### TEXT PROVIDED
지원 comes to meet me in the English room almost every morning and definitely every lunch period. She organizes my desk and teaching "basket" (what I put my materials for my classes in, and carry since I have to travel around to each 3rd and 4th grade classroom). Sometimes she puts everything away for me while I'm in the middle of working on something… so then I have to bring my notebooks/pens/etc back out once she leaves…
But~ just look at that cute, little buck-toothed smile! I can't tell her to stop whatever she's doing and end up smiling back at her and thanking her for her "help" every time, whether it's actually helpful or not.

I don't know why she insists on meeting me or even helping me. Other students prefer to hang out with their friends, which 지원 does occasionally as well though not as often as she spends time with me, so it's not that she doesn't have friends… She is the older sister of twin 2nd graders, so maybe she's used to taking care of others/helping out?

Her English skill is not very high, so we speak with lots of gestures and more Korean than English (though I really do try to ask simple things in English to encourage her). Once she clears away everything on my desk, we usually have a moment of awkward silence, when she looks at me expectantly-
Then we usually draw things for each other, or I write things out for her to slowly type into a blank PowerPoint. And we exchange candy very often. ;)

Apparently elementary schoolers (at least the younger ones) are not allowed to use computers. 지원 doesn't really even know how to type in hangul (Korean alphabet lettering), let alone English, much less know how everything else on the computer works.
One day we were typing a conversation (think "Hello Jiwon! Hello Gabby teacher. How are you? I'm happy." etc) when the foursome came. The Fantastic Four. Four 4th grade boys who seriously crack me up.
They confronted 지원 and I when she was meticulously typing a new word in English. First they yelled very quickly in Korean. Then 상근, the most vocal of the boys, decides to explain it to me in English (which I enjoy immensely considering that his English skill is lower than his friends). He says, "Computer. No. No computer. Jiwon no. We no. No computer," accompanied with large X arm gestures and earnest facial expressions. His friends all nod vigorously in agreement. 범규, a boy with better English, then says, "Students can't computer. Jiwon, stop."
I then nodded my understanding and assured them it's okay. No problem. Don't worry.
They insist a bit more and poke 지원 with neck cutting, stop now, hand gestures.
I shoo them away, and because they are boys with too much energy and short attention spans, they promptly run off to bother someone else.

### EXTRACTED ENTRIES

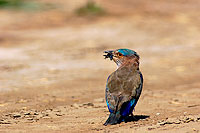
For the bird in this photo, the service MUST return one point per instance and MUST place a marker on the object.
(123, 86)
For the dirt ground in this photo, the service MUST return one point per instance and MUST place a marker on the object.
(53, 75)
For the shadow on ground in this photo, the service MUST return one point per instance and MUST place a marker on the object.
(136, 118)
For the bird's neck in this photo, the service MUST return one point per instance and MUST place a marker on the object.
(132, 63)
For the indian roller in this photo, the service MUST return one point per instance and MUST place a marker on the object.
(124, 86)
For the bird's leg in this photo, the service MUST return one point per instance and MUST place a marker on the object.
(133, 117)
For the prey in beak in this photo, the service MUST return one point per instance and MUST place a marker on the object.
(108, 54)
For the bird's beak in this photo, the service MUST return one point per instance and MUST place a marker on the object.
(108, 54)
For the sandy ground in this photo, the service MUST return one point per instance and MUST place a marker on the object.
(53, 73)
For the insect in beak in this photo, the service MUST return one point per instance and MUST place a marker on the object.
(108, 54)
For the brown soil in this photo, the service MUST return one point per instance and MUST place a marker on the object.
(53, 73)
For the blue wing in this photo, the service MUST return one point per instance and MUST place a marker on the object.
(128, 106)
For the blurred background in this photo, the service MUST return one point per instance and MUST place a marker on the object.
(51, 51)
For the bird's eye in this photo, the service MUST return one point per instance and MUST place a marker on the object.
(119, 54)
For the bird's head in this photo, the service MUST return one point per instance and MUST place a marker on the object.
(121, 56)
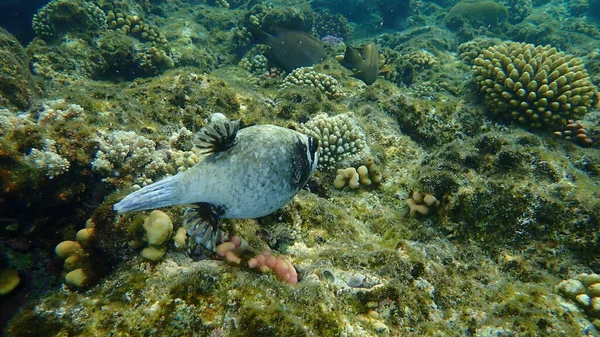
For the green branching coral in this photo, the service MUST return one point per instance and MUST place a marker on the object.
(535, 85)
(61, 16)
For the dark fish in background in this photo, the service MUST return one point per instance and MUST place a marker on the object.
(293, 49)
(364, 59)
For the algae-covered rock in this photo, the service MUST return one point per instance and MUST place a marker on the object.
(17, 89)
(483, 13)
(537, 86)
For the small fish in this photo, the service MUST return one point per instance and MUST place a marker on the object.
(364, 59)
(247, 174)
(293, 49)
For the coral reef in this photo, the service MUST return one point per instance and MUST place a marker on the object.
(365, 175)
(420, 59)
(476, 14)
(17, 89)
(48, 160)
(511, 212)
(307, 76)
(79, 17)
(9, 280)
(537, 86)
(128, 153)
(77, 268)
(339, 137)
(584, 290)
(158, 227)
(421, 203)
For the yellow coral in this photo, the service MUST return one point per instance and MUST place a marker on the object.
(535, 85)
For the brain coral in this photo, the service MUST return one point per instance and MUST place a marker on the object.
(535, 85)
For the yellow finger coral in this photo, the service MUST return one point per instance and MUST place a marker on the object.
(535, 85)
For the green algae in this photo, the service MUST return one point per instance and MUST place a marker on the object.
(516, 214)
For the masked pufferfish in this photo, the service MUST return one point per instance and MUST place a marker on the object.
(248, 173)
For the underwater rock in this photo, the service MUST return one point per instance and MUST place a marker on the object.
(339, 137)
(17, 89)
(537, 86)
(483, 13)
(60, 17)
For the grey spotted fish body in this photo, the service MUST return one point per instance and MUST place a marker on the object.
(364, 59)
(250, 173)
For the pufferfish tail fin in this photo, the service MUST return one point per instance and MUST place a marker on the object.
(218, 135)
(201, 222)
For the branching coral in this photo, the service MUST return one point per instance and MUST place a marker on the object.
(307, 76)
(339, 137)
(535, 85)
(61, 16)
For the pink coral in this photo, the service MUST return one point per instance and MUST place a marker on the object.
(264, 261)
(279, 265)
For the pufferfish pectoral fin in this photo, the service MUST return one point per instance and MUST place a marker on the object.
(218, 135)
(201, 222)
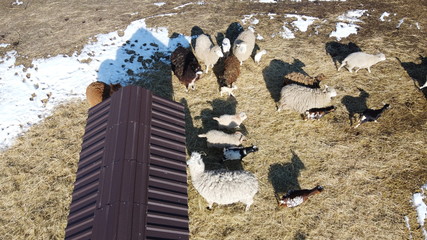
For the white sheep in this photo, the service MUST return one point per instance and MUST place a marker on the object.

### REQUIREMENTS
(A) Answer these from the text about 지원:
(i) Whose older sister is 지원?
(ii) What grade are the four boys in?
(iii) What did 범규 say to 지원 and the writer?
(B) Set down word for word the passage of the text about 지원 that begins at the words "They confronted 지원" and stops after the words "bother someone else.".

### ANSWER SET
(A)
(i) Twin 2nd graders.
(ii) 4th grade.
(iii) "Students can't computer. Jiwon, stop."

(B)
They confronted 지원 and I when she was meticulously typing a new word in English. First they yelled very quickly in Korean. Then 상근, the most vocal of the boys, decides to explain it to me in English (which I enjoy immensely considering that his English skill is lower than his friends). He says, "Computer. No. No computer. Jiwon no. We no. No computer," accompanied with large X arm gestures and earnest facial expressions. His friends all nod vigorously in agreement. 범규, a boy with better English, then says, "Students can't computer. Jiwon, stop."
I then nodded my understanding and assured them it's okay. No problem. Don't worry.
They insist a bit more and poke 지원 with neck cutting, stop now, hand gestures.
I shoo them away, and because they are boys with too much energy and short attention spans, they promptly run off to bother someone else.